— BEGIN Selection —
# Anyone used an Ancol Happy at Heel Harness?



## Tressa (Aug 31, 2010)

Teddy does pull quite a lot on the lead and I have read about this one, but before I splash out, I just wondered if anybody had any experience of this type? There are so many on the market these days.


----------



## lola24 (Aug 14, 2011)

I have no experience of this harness but have used similar.
I have used and advise the Mekuti harness which also has a 30day money back guarantee. I have had great feedback from them (including a LOT of veterinary staff with pulling dogs!!)
They come in nice colours too- i use the collars and leads for my lot 
http://www.mekuti.co.uk/


----------



## Rustler (Sep 22, 2011)

Sorry I've also no experience of that type of Harness. We also use a Mekuti harness with Stevie that we're very happy with.


----------



## Sue T (Aug 1, 2012)

Hello. My left hand is actually red raw where I held the former lead as Lucy pulled so much. However, I have just purchased a Happy At Heel Harness off the internet. I must say so far we have been really pleased with it. My 6 month old pup (Lucy) is actually trotting by my side. If she pulls at all, then the harness tightens round her front and pulls her to me. Its a bit fiddly threading the lead through the harness but once you have grasped it its no problem. The only issue I have is that she likes to chew the strong nylon lead it comes with! I paid £14 and think it is money well spent. Hope this helps.
— END Selection —
> _Task_: According to the forum thread, how much did Sue T pay for the Happy At Heel Harness? The rows come from a separate source, not from the forum thread.
— BEGIN Supplied information —
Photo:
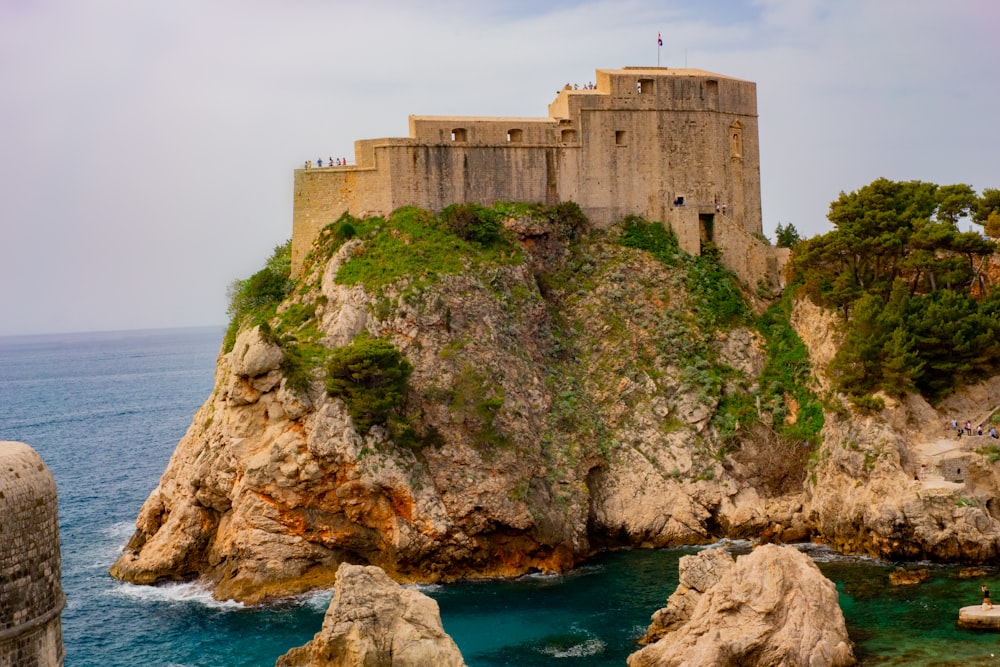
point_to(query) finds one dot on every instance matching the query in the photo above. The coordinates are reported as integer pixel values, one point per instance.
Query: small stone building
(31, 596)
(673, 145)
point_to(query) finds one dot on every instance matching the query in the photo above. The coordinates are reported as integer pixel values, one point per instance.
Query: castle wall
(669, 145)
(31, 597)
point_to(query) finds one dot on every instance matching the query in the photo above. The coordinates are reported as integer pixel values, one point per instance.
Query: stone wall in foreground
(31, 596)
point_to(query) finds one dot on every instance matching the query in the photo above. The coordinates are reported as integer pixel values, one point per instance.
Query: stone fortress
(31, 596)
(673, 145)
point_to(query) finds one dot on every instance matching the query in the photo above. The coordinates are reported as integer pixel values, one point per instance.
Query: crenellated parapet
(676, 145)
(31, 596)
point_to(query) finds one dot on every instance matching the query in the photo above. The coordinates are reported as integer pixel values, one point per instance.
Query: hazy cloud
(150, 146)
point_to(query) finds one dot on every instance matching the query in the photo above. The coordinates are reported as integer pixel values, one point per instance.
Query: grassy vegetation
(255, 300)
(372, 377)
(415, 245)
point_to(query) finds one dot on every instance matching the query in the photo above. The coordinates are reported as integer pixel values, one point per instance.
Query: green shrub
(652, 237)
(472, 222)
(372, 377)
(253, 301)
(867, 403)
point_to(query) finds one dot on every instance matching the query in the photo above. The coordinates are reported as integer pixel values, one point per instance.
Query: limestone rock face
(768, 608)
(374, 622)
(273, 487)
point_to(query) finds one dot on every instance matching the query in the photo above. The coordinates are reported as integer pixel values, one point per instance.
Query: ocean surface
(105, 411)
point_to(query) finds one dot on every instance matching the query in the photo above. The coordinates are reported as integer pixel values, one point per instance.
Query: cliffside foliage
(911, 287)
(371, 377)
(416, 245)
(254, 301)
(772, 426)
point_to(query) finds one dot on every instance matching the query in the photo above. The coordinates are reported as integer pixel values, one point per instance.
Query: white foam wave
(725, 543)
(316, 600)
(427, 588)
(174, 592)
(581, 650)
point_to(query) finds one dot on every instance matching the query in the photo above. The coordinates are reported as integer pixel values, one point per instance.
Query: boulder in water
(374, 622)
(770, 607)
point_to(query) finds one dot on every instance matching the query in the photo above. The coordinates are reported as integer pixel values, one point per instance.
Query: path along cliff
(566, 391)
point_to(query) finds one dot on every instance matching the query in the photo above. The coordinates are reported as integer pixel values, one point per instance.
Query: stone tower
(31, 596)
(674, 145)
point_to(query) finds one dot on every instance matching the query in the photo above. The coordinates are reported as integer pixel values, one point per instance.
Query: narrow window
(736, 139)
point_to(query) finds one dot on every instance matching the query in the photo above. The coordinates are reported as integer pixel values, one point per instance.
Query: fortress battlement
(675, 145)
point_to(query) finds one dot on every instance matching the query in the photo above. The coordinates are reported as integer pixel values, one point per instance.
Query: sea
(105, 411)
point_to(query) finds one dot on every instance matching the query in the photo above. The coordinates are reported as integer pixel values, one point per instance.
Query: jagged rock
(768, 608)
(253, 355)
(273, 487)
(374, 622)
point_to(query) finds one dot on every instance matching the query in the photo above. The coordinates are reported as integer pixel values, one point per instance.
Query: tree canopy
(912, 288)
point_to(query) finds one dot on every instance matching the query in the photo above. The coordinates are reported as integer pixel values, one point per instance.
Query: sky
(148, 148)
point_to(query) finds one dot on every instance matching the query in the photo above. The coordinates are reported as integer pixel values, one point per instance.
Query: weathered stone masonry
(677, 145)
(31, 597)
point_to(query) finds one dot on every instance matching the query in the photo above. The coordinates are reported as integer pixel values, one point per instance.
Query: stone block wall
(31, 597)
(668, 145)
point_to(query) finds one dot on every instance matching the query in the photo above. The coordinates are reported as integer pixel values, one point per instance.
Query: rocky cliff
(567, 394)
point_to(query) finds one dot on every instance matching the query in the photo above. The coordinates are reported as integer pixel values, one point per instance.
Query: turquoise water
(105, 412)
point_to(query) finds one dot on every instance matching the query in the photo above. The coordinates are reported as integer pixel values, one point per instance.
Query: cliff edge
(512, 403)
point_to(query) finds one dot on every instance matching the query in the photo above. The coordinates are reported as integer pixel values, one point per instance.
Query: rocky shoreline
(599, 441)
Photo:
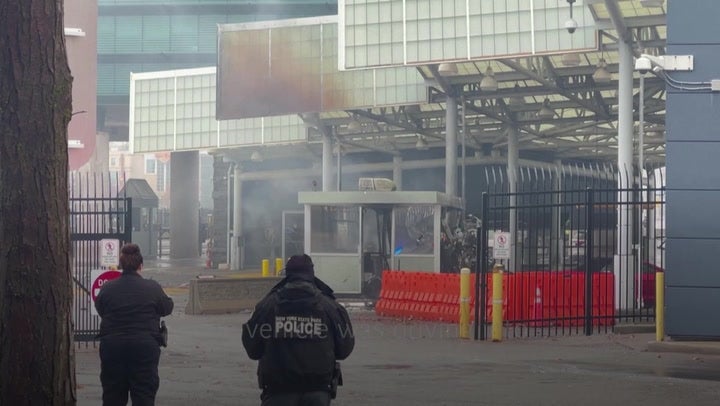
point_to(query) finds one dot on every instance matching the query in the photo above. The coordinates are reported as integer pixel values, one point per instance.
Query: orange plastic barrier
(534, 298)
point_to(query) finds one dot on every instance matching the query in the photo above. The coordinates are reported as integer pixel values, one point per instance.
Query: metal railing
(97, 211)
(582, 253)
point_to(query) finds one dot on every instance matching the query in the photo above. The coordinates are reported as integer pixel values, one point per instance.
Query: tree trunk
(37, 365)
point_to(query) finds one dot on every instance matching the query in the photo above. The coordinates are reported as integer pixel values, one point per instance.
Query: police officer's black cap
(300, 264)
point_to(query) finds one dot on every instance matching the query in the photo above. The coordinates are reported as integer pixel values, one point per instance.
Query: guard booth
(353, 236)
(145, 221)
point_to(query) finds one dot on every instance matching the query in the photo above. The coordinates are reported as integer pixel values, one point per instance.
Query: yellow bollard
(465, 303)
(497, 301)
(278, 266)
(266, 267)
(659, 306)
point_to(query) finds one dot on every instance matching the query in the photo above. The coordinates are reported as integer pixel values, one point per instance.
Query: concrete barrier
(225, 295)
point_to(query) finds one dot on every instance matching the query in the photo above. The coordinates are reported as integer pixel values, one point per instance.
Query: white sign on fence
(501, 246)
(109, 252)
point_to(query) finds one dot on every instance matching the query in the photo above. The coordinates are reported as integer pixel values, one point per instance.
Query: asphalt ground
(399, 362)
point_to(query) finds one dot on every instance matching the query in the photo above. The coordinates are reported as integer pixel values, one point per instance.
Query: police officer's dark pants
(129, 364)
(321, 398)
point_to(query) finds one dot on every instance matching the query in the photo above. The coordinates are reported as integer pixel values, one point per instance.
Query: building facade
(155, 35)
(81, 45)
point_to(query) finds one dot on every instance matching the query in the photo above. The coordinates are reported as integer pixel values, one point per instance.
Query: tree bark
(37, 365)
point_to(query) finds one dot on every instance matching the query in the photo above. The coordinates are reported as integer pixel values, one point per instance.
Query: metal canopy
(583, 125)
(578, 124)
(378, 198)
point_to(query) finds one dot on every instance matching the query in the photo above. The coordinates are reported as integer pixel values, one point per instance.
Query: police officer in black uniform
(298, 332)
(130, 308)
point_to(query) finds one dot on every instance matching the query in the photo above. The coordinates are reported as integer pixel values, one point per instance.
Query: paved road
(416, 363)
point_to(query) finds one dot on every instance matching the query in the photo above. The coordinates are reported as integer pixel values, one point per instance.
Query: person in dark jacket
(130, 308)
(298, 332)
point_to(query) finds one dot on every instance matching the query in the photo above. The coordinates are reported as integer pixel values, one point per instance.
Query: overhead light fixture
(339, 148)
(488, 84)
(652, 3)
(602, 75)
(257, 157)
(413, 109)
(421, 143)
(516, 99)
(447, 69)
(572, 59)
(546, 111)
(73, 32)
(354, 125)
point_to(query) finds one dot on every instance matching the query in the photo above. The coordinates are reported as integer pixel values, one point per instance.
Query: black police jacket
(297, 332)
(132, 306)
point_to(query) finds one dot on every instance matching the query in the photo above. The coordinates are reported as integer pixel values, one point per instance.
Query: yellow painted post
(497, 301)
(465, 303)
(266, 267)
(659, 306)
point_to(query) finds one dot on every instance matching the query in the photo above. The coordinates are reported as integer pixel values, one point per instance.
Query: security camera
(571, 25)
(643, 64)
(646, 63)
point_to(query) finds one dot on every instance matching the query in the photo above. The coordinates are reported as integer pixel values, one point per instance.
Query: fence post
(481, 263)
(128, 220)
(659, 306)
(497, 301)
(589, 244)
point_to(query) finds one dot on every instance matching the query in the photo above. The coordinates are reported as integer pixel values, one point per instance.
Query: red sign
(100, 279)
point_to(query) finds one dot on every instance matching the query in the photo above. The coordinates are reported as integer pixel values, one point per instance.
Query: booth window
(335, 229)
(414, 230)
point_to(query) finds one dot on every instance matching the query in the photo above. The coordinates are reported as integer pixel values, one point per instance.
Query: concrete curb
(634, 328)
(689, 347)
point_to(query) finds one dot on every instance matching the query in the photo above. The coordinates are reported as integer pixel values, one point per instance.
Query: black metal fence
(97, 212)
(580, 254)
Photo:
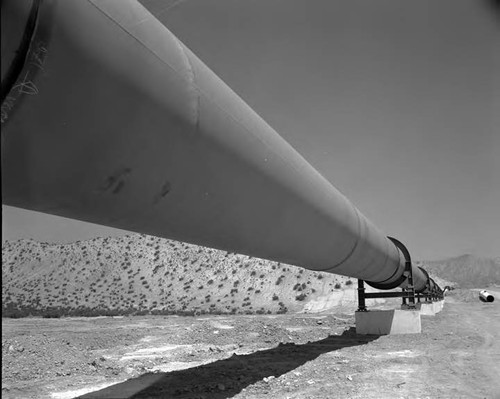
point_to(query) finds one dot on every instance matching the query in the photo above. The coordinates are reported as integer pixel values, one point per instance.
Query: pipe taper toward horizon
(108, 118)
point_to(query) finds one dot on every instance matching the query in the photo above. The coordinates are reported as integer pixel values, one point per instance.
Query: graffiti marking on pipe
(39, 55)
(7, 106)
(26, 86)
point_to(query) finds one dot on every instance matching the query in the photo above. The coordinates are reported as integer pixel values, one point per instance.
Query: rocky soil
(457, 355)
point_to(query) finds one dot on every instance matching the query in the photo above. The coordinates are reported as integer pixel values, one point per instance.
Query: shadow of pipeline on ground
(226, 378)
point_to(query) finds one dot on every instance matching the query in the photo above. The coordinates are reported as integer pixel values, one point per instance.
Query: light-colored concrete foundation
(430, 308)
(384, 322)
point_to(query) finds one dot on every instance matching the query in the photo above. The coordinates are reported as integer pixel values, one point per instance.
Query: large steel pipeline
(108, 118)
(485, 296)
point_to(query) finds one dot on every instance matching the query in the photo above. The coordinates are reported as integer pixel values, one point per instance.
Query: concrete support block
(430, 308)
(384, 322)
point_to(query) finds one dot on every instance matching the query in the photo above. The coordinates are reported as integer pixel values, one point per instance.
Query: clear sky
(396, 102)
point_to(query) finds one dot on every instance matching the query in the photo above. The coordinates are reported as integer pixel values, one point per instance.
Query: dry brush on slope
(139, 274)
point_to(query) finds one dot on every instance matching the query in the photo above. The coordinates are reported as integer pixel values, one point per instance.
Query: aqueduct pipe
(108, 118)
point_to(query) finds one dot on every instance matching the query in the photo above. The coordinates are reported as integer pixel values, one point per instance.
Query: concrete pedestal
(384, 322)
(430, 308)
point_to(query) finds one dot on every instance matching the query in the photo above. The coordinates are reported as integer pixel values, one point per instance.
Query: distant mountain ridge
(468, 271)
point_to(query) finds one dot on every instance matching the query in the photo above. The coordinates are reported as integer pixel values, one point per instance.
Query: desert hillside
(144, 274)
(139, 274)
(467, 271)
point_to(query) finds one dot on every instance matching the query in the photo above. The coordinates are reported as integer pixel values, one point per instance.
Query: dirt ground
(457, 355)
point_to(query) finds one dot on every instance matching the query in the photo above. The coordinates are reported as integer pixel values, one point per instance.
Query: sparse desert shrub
— END Supplied information —
> _Final result_: £14.